# Written exercise
Recast the item lines between the line containing "Every instance of the sloping" and the line containing "x=151 y=124", inclusive, as a Markdown table with a Row column holding the row number and a Line column holding the line. Leave out any blank lines.

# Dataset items
● ● ● ● ● ● ●
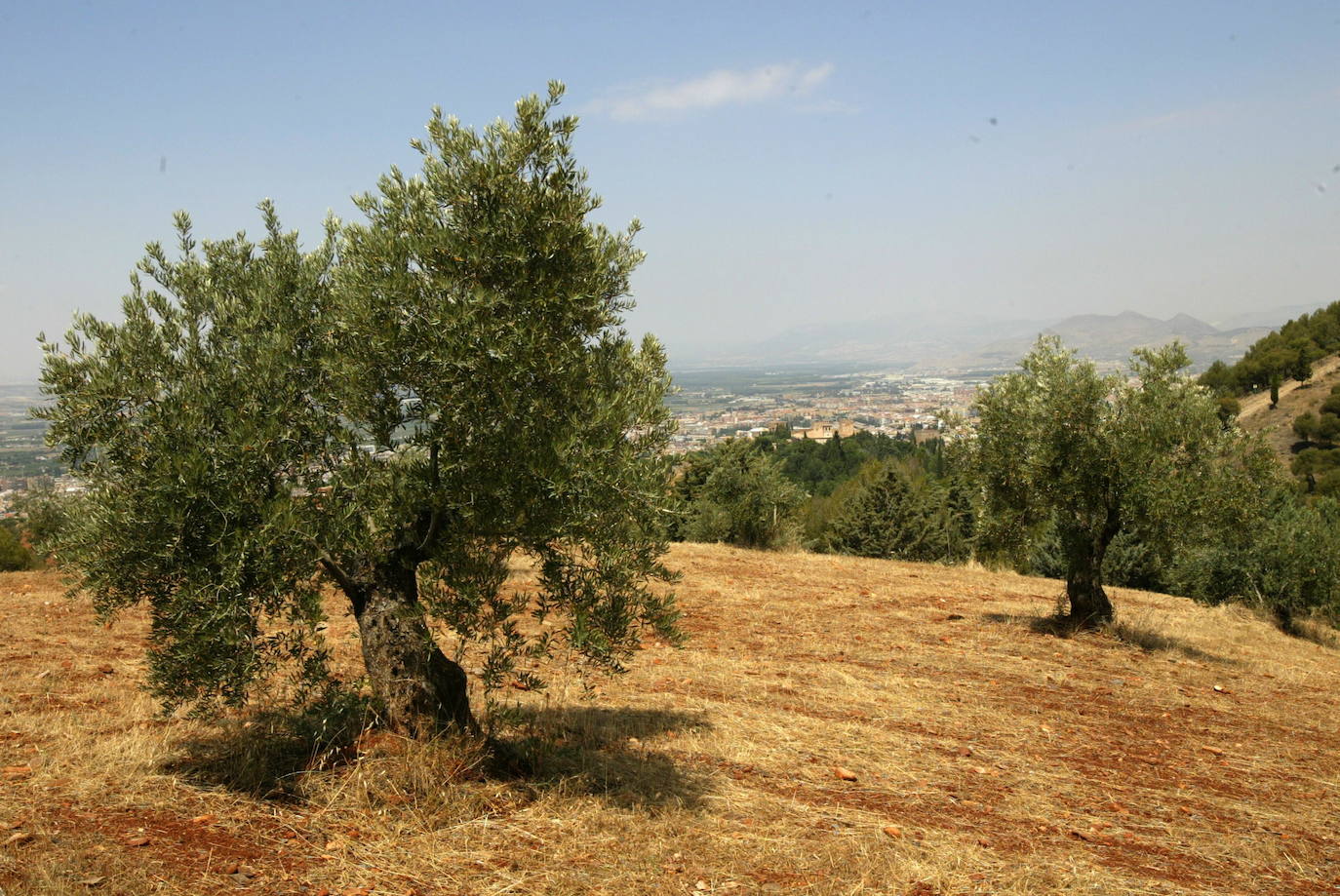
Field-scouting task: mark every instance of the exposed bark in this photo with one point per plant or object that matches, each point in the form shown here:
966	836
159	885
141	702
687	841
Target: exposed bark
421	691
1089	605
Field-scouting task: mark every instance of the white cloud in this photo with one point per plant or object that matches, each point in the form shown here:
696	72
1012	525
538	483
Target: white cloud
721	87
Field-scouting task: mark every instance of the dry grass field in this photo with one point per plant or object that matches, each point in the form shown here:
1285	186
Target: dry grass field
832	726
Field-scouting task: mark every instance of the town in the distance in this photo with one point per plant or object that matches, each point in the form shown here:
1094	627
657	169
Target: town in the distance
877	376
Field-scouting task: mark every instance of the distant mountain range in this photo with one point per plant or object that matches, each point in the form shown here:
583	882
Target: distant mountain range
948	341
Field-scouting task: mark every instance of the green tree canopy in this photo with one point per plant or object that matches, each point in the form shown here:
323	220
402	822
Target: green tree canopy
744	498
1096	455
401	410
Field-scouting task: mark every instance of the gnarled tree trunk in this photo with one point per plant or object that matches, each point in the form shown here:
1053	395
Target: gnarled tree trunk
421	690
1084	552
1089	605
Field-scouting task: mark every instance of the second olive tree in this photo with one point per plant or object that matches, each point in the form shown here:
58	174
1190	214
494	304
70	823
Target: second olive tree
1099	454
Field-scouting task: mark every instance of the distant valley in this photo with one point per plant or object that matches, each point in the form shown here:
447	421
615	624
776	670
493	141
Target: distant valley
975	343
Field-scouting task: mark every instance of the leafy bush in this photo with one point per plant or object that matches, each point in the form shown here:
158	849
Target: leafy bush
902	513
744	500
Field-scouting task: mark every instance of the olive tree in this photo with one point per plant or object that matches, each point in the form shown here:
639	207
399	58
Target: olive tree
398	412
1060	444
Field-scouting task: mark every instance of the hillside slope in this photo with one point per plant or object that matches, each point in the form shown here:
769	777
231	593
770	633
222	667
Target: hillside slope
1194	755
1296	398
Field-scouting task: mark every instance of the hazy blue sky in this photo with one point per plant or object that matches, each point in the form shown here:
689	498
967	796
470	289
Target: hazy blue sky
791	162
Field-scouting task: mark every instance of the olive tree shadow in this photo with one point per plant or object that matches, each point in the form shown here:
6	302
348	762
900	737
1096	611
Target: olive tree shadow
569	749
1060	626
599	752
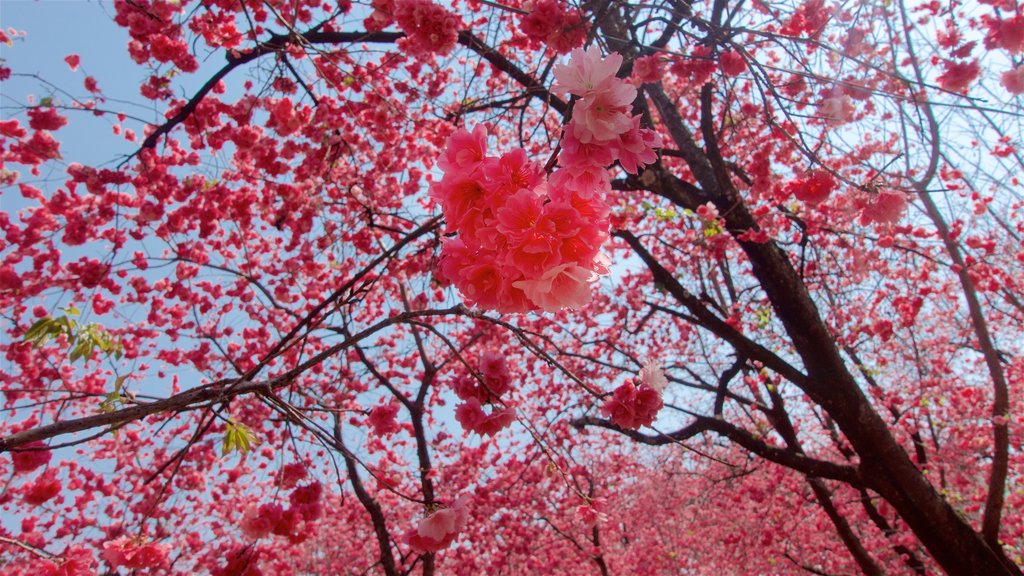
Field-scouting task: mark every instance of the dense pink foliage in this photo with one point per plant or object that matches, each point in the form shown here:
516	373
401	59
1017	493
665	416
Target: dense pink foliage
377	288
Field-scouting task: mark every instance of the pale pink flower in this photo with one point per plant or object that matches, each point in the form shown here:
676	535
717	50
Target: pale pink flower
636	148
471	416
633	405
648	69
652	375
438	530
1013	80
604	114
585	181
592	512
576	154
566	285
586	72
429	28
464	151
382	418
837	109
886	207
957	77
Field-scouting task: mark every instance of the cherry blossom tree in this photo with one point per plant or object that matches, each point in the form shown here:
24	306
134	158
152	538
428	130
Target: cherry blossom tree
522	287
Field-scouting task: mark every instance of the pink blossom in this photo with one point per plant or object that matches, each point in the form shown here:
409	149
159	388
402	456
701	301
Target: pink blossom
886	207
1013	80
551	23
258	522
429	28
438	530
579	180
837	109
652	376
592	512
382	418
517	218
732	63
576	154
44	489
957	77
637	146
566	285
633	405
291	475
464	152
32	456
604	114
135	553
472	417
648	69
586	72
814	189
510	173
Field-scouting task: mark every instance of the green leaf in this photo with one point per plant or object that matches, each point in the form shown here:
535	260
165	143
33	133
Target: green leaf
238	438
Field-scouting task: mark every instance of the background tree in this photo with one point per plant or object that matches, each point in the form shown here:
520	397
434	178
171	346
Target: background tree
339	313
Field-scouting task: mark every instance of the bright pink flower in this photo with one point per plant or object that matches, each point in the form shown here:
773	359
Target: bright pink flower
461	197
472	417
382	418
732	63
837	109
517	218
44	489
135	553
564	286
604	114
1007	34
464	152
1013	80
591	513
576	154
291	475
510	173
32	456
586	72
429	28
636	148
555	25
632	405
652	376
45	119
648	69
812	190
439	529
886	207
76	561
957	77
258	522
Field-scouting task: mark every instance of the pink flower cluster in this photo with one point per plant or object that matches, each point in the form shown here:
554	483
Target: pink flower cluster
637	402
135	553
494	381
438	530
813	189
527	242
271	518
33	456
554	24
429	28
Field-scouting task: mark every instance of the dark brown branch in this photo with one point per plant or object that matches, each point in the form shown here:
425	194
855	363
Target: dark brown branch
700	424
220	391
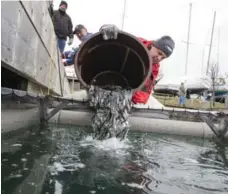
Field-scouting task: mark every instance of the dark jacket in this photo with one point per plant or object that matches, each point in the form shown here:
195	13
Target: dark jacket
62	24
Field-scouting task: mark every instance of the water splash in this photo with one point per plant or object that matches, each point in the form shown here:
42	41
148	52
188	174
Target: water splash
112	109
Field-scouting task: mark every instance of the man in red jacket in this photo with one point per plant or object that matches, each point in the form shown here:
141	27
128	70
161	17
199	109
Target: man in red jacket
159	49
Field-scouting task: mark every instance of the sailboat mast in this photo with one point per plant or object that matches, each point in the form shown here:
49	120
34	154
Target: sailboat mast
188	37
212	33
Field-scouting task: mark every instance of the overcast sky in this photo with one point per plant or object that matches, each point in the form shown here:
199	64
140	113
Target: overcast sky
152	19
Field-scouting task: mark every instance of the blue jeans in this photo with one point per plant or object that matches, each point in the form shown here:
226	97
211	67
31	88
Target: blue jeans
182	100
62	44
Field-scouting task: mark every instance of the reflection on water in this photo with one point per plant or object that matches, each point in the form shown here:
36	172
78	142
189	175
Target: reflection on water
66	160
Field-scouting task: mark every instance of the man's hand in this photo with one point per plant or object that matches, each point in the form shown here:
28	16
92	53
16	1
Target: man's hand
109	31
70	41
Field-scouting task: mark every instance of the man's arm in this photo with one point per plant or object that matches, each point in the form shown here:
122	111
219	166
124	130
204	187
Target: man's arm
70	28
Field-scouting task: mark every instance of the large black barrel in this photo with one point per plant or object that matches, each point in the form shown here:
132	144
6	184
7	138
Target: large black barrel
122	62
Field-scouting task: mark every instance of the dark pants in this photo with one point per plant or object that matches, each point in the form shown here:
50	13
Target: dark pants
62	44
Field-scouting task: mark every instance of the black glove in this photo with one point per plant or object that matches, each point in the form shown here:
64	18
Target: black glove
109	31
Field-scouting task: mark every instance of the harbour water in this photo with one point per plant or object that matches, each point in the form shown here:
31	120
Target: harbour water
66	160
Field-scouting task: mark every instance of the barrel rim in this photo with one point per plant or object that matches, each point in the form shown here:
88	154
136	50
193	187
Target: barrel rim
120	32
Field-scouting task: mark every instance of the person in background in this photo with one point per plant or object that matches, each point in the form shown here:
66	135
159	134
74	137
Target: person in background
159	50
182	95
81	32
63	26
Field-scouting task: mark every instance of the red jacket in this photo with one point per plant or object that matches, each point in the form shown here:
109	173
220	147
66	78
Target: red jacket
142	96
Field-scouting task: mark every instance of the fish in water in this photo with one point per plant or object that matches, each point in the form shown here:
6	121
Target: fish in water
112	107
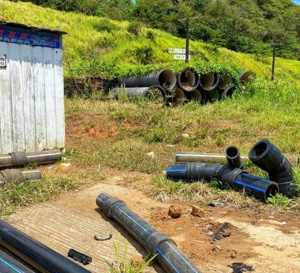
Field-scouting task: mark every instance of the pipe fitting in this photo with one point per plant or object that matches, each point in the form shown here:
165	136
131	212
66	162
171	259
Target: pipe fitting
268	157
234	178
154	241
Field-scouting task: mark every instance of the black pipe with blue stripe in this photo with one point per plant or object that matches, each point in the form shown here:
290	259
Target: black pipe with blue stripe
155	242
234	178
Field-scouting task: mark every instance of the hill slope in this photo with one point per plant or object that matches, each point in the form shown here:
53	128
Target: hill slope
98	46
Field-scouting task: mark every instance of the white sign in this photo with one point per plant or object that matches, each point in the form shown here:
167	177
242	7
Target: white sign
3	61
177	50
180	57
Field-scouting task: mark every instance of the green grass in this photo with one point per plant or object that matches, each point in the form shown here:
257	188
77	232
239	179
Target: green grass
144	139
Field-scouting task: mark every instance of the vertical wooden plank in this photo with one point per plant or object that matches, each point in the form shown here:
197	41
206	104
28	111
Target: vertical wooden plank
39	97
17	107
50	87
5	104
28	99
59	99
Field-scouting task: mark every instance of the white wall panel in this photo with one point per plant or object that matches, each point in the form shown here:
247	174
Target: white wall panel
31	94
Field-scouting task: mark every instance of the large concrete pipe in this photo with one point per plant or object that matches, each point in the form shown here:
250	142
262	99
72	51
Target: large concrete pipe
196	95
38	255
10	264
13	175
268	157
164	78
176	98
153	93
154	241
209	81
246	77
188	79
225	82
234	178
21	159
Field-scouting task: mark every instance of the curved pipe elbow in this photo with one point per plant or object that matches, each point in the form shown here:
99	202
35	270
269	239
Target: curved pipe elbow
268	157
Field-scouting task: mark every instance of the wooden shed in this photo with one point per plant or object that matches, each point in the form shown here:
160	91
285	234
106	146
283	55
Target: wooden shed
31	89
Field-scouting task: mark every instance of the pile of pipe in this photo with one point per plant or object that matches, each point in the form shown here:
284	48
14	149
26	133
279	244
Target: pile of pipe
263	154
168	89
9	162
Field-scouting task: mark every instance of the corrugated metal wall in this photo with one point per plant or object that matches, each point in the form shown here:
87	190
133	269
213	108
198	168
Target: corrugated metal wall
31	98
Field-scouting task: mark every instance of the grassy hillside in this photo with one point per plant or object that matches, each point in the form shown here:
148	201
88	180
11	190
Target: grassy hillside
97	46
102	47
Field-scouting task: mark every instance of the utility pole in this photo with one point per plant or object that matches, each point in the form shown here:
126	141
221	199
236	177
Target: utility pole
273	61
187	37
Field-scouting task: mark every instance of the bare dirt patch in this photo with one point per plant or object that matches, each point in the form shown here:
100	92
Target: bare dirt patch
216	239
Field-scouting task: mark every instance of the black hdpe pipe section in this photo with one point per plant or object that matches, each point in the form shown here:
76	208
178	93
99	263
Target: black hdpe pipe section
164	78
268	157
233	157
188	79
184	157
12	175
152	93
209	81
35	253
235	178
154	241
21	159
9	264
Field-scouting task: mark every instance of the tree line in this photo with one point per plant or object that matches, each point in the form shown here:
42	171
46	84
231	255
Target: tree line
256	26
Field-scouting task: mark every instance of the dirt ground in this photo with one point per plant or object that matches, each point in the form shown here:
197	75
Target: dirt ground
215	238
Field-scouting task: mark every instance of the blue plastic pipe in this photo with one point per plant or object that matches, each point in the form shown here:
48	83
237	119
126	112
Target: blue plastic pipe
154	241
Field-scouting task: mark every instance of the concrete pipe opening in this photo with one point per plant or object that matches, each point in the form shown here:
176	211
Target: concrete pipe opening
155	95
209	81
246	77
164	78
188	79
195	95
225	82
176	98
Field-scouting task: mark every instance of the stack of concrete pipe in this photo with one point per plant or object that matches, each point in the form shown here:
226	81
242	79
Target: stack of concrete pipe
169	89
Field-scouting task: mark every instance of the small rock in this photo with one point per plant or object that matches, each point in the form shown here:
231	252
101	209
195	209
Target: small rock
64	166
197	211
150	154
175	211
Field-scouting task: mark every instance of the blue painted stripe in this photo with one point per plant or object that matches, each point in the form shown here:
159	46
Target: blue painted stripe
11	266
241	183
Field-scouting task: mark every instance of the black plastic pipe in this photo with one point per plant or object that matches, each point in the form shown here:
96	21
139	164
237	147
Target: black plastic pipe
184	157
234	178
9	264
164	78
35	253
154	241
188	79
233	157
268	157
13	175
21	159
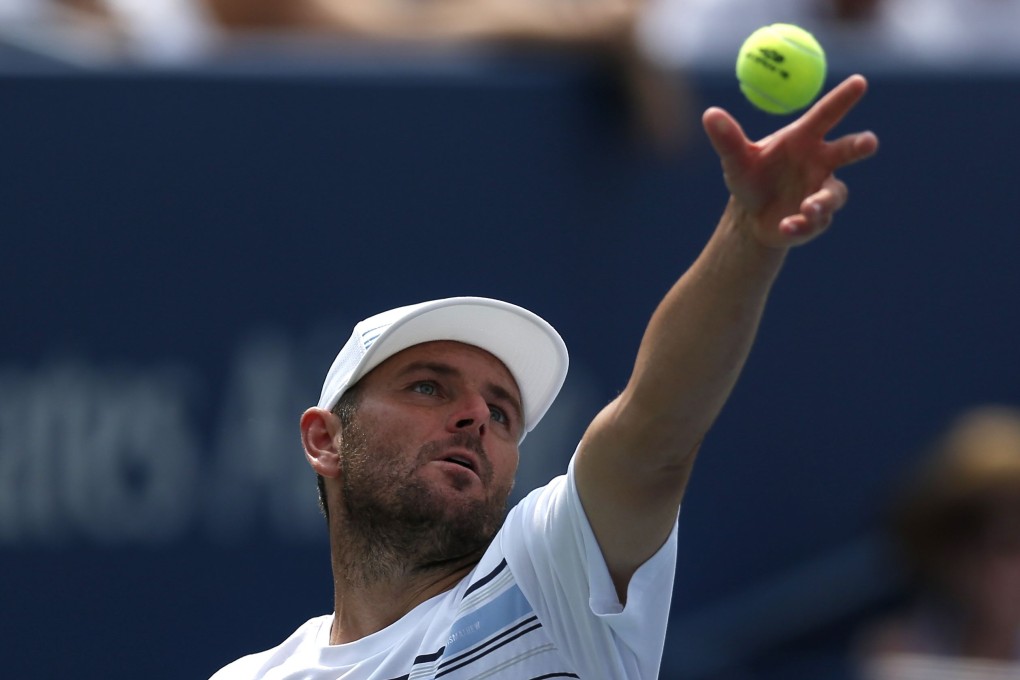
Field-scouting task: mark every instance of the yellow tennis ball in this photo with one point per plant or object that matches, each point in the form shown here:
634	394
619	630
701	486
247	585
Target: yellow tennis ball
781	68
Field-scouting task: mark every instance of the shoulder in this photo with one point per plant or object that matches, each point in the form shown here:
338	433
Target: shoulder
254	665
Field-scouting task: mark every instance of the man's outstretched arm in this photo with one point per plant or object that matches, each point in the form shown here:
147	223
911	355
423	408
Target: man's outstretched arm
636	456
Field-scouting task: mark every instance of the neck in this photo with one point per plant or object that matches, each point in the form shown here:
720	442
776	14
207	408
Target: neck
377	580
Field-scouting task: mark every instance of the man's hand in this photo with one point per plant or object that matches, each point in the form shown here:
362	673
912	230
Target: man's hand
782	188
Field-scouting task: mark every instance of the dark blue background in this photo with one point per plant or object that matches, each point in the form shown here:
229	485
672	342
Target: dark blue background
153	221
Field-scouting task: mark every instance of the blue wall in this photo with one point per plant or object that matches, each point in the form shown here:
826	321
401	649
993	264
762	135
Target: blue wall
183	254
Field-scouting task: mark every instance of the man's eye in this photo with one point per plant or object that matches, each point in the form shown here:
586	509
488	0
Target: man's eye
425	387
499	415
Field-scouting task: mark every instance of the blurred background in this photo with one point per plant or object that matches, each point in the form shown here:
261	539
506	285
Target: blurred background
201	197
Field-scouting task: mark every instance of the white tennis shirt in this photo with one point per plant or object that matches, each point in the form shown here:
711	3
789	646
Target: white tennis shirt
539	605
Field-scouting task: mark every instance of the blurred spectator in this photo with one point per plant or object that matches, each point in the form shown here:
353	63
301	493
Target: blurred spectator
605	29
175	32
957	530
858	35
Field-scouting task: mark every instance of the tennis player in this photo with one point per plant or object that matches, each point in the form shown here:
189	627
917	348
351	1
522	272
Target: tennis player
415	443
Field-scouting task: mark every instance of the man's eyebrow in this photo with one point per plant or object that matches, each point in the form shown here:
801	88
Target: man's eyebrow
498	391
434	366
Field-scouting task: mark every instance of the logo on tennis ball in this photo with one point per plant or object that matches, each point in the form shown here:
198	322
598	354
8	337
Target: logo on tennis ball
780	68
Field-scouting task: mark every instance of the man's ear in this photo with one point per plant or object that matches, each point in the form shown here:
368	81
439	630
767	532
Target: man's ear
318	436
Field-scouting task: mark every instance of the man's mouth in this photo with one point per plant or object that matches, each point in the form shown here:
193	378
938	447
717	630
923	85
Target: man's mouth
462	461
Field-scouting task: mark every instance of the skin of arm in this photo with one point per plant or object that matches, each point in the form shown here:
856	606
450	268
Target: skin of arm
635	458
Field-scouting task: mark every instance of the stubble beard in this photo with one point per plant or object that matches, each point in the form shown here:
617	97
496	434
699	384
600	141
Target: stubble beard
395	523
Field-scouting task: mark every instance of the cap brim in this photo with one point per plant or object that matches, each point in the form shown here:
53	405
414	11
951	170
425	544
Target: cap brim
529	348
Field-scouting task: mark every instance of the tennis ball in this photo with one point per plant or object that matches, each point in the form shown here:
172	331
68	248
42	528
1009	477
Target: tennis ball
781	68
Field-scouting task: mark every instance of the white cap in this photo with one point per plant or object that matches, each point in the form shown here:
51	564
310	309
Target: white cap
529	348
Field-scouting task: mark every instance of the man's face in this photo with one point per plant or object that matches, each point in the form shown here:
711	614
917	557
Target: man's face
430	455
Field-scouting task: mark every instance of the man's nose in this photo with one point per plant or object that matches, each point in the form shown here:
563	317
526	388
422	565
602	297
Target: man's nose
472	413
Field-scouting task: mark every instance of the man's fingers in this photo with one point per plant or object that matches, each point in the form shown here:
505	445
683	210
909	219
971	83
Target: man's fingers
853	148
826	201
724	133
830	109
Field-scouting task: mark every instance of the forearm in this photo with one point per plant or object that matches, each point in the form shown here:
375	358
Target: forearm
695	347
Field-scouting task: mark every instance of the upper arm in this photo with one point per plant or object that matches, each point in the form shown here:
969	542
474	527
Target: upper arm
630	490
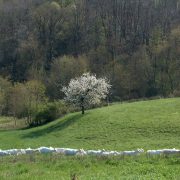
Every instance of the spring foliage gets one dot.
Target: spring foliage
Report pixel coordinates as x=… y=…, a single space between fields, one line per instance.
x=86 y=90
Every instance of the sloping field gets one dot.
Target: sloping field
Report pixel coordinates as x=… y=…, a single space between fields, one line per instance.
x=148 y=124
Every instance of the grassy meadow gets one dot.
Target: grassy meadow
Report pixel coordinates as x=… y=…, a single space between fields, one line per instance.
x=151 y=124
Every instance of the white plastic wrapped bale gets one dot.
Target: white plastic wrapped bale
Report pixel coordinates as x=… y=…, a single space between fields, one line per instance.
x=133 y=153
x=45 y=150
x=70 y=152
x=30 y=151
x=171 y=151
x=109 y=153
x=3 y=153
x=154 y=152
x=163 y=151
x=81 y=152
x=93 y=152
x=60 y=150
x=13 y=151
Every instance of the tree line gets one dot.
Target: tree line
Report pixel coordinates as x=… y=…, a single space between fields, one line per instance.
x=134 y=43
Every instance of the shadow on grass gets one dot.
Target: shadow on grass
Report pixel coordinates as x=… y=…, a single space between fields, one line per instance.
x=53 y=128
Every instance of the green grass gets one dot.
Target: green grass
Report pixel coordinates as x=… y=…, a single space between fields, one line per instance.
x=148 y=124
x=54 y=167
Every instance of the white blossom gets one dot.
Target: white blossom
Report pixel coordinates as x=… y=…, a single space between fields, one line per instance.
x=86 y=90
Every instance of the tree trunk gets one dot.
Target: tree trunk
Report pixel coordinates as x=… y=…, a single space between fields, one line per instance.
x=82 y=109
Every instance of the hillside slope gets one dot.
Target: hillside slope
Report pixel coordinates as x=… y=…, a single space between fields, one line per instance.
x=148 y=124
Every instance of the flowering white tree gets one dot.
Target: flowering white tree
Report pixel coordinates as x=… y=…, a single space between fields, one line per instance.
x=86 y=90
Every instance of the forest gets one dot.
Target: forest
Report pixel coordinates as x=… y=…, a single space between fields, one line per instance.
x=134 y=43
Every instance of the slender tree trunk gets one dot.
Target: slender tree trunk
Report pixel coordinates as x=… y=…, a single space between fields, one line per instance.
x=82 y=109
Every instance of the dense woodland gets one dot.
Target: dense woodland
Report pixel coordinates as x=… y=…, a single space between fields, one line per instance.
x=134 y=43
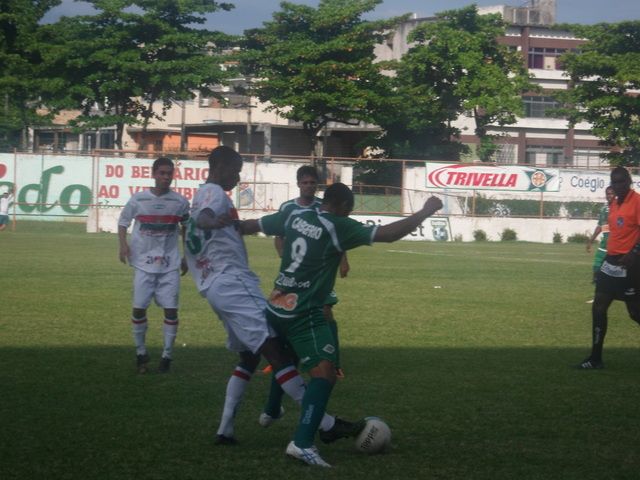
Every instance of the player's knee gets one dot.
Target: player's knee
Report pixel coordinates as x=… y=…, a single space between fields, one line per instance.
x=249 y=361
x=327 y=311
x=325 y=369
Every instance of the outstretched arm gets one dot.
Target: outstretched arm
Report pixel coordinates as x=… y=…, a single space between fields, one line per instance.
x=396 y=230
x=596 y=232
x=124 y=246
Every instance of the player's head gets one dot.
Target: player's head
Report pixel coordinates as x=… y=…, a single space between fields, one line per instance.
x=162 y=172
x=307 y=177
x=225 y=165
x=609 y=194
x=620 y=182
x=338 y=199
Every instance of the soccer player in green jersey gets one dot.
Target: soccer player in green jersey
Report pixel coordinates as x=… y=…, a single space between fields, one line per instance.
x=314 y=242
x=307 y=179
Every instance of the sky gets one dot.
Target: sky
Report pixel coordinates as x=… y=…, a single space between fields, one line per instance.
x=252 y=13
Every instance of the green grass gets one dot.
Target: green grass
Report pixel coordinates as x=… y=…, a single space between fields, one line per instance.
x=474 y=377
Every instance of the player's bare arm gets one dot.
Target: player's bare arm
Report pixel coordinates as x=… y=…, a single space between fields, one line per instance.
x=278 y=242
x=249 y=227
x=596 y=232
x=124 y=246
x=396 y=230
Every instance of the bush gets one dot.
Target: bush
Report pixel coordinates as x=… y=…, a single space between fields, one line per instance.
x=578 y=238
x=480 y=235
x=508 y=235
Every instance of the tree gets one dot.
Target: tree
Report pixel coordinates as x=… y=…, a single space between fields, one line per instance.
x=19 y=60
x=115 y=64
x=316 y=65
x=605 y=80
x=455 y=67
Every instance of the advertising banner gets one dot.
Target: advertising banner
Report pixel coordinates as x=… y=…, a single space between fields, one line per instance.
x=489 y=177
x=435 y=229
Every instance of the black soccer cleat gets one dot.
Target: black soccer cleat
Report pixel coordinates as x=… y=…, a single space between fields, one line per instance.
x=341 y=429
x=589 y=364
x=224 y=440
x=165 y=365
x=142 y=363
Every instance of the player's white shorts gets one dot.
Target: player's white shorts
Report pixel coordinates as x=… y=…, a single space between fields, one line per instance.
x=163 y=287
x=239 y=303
● ● ● ● ● ● ●
# Answer to this exercise
| Row | Line |
|---|---|
| 1 | Every instance of the sloping field gets one dot. |
| 2 | Target: sloping field |
| 3 | Report pixel coordinates as x=… y=…, a single space between fields, one line per instance. |
| 4 | x=148 y=124 |
| 5 | Every instance of the grassy meadow gets one dot. |
| 6 | Target: grassy meadow |
| 7 | Report pixel coordinates as x=… y=…, a single space between fields, one line per instance. |
| 8 | x=151 y=124 |